### Your goal
The expected answer comprises all lines from the entries that contain the string "walkway".

---------- Entries supplied

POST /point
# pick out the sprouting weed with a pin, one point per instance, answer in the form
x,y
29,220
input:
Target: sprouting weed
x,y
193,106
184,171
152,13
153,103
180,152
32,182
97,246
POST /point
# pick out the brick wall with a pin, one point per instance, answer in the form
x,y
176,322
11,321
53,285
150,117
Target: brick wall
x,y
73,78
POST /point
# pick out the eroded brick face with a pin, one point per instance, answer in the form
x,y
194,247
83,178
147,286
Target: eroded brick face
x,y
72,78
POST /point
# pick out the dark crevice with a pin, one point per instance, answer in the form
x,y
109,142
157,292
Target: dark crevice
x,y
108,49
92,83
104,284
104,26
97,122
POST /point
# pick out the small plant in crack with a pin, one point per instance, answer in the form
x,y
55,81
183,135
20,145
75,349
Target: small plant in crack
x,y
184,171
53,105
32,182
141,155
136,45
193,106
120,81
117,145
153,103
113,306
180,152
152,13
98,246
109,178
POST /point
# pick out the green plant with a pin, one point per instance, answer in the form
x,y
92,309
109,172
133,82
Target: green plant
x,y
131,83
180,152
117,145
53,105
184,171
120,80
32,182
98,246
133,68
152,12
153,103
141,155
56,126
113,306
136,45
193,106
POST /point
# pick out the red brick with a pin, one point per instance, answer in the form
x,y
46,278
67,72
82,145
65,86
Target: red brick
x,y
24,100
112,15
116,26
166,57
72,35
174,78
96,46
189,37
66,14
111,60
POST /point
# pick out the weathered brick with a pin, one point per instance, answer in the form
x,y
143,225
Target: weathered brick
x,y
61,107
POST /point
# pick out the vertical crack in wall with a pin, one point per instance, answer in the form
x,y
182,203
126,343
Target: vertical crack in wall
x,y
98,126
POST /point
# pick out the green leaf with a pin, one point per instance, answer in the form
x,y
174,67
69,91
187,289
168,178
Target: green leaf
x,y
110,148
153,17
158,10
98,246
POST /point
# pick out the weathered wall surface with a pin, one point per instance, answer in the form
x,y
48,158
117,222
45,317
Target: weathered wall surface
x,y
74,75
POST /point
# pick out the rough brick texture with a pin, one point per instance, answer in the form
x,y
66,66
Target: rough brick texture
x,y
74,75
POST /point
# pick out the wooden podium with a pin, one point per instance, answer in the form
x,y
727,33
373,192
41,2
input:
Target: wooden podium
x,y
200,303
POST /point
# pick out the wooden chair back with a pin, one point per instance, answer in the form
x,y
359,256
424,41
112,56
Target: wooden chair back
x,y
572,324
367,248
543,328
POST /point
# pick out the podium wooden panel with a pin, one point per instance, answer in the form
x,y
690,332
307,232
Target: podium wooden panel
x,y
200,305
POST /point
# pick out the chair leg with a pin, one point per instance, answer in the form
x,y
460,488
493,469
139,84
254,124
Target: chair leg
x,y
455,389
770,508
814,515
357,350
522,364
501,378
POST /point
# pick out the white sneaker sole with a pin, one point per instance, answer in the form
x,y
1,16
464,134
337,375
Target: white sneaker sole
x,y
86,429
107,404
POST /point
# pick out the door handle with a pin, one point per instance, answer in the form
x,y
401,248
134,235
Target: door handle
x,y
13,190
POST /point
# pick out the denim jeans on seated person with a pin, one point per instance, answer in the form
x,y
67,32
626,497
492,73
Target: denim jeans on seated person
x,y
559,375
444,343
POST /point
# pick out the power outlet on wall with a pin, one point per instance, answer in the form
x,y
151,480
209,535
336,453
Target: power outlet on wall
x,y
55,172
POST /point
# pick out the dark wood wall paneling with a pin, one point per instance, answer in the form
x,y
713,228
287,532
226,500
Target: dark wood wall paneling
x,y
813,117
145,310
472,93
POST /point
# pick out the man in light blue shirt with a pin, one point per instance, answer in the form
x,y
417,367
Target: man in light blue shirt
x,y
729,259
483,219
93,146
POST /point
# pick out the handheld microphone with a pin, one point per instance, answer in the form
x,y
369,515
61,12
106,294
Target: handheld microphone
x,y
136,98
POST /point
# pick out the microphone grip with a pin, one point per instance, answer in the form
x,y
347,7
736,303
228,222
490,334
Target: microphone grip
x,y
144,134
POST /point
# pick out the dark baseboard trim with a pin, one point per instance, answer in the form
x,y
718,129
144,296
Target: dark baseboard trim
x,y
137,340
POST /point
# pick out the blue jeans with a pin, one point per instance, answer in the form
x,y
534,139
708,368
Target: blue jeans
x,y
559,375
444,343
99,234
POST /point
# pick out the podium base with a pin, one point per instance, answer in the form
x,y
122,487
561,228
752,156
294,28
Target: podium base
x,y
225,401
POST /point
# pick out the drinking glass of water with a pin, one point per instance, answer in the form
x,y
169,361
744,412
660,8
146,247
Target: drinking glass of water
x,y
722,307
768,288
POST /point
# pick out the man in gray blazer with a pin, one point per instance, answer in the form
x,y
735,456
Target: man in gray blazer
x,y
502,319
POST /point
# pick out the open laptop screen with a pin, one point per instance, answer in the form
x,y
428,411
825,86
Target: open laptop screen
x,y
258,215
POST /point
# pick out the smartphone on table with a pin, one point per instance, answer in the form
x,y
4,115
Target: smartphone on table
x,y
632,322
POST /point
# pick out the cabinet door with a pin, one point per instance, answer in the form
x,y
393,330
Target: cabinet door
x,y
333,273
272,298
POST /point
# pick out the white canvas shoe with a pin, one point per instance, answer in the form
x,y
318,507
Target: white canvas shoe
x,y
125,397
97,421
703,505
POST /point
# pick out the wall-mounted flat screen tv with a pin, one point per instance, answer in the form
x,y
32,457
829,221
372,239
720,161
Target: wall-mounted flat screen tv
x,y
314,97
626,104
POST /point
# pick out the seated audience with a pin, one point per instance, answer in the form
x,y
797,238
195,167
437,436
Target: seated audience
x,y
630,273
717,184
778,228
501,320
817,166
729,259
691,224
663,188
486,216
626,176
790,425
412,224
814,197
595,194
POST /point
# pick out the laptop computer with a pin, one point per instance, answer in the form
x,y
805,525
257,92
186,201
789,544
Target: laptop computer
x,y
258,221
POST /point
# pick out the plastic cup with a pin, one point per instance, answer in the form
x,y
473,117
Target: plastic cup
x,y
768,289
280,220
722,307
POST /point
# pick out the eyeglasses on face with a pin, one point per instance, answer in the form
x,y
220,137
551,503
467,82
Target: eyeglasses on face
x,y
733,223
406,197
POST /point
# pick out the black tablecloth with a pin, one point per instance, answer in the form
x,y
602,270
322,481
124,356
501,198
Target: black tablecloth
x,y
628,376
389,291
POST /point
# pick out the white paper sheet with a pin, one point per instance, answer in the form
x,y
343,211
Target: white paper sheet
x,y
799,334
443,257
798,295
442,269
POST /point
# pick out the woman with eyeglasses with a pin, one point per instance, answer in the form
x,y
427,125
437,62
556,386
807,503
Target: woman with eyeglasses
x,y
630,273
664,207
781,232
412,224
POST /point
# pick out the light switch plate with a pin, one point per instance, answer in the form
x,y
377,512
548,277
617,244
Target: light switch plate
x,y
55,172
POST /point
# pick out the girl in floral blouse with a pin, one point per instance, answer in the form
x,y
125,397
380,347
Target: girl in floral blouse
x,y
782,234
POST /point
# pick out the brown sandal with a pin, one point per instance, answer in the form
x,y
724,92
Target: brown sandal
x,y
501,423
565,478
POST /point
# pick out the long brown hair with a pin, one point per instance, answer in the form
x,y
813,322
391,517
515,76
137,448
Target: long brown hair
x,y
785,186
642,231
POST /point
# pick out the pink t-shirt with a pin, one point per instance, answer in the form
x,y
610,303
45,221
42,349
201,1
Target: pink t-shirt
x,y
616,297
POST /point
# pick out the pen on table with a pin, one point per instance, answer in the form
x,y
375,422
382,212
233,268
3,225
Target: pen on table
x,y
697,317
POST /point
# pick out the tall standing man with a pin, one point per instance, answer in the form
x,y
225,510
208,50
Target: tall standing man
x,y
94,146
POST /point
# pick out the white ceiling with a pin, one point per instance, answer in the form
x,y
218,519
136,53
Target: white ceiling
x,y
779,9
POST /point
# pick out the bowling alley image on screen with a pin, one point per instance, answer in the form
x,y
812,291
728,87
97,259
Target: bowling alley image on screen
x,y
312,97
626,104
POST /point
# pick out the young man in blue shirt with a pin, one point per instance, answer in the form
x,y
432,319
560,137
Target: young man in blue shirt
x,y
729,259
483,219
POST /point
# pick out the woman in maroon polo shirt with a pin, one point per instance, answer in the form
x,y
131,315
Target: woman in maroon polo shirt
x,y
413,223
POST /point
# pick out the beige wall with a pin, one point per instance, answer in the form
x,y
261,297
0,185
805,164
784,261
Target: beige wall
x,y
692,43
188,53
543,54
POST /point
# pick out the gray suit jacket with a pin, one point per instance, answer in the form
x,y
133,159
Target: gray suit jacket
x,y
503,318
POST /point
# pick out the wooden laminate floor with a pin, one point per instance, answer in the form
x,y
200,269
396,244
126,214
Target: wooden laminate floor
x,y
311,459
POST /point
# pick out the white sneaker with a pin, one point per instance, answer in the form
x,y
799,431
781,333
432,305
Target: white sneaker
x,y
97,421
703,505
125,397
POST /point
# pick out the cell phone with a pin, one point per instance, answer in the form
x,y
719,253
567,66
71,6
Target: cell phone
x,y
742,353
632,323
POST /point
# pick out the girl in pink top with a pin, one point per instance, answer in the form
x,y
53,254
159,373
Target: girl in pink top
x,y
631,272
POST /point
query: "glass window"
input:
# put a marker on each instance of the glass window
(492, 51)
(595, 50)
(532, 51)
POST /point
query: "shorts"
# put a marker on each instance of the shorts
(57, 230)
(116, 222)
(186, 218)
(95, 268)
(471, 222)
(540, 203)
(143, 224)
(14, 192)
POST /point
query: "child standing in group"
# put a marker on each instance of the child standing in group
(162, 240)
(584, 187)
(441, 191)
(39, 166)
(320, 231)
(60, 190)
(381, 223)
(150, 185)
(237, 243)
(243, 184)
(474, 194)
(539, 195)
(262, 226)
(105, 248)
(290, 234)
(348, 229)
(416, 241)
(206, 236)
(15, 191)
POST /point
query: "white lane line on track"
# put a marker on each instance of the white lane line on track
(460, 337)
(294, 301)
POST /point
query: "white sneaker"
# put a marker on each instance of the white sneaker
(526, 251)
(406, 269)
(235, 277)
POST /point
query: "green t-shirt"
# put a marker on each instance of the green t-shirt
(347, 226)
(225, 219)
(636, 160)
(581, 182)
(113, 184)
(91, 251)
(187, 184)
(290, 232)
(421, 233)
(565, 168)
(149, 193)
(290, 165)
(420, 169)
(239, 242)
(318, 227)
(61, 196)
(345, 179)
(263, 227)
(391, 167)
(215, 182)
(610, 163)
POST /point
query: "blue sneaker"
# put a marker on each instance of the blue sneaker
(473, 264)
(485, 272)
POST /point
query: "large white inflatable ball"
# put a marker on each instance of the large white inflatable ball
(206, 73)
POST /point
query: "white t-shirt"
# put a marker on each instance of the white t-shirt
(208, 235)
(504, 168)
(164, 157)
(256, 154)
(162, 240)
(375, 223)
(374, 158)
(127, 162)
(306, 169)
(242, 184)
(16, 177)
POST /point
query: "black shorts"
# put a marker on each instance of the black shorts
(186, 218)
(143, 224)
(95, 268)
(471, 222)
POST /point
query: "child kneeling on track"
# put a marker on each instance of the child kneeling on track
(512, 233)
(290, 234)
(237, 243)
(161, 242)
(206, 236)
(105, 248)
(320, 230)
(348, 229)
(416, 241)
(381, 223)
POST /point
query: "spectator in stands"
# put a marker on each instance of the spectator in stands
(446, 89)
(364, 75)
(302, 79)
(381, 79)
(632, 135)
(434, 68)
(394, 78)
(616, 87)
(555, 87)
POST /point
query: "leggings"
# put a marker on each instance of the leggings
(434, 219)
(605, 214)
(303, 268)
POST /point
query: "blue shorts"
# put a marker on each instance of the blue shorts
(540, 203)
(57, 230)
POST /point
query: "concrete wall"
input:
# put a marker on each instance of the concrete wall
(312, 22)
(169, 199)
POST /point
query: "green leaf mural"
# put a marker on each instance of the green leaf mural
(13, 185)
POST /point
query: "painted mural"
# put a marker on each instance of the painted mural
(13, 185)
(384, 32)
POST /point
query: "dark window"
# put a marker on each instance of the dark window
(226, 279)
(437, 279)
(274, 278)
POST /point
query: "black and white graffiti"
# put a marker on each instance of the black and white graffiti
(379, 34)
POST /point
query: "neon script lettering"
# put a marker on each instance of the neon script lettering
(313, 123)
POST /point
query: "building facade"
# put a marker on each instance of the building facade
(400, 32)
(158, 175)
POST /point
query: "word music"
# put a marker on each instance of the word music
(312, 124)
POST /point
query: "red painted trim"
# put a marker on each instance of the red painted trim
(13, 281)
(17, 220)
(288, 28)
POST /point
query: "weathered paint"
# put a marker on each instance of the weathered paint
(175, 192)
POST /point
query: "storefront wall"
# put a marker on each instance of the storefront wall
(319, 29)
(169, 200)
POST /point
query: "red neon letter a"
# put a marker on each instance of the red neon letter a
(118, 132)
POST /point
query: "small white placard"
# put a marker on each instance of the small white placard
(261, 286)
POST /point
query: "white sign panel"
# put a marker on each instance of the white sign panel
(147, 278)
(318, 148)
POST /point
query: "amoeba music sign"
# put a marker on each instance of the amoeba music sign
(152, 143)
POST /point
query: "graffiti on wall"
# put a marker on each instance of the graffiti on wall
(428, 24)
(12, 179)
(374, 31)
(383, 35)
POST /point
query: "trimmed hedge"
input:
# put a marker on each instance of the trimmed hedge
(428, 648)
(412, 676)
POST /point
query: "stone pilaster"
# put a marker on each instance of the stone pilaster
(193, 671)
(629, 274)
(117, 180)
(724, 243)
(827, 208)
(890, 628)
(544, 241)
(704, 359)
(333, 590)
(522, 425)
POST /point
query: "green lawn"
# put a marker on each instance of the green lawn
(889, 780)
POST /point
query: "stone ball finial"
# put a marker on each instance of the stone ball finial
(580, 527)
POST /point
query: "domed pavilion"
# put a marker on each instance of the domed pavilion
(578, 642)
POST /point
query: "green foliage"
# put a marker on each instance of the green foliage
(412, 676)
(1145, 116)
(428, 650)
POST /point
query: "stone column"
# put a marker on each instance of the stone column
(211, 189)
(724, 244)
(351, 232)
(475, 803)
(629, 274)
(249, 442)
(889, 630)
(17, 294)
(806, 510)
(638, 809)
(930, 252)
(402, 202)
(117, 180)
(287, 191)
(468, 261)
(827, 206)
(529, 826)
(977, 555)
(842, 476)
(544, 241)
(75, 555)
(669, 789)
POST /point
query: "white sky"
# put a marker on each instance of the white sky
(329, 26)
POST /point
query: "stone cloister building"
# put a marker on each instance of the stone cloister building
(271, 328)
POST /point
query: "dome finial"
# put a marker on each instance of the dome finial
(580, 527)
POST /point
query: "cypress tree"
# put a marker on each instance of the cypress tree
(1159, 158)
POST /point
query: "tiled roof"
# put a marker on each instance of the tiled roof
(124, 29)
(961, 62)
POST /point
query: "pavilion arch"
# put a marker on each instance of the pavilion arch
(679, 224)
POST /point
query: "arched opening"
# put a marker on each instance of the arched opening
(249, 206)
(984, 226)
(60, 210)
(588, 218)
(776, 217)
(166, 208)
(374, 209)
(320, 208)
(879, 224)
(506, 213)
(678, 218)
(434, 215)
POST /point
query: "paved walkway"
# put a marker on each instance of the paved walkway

--------------------

### Exercise result
query: "paved walkway"
# put a marker on each instance of the paved walkway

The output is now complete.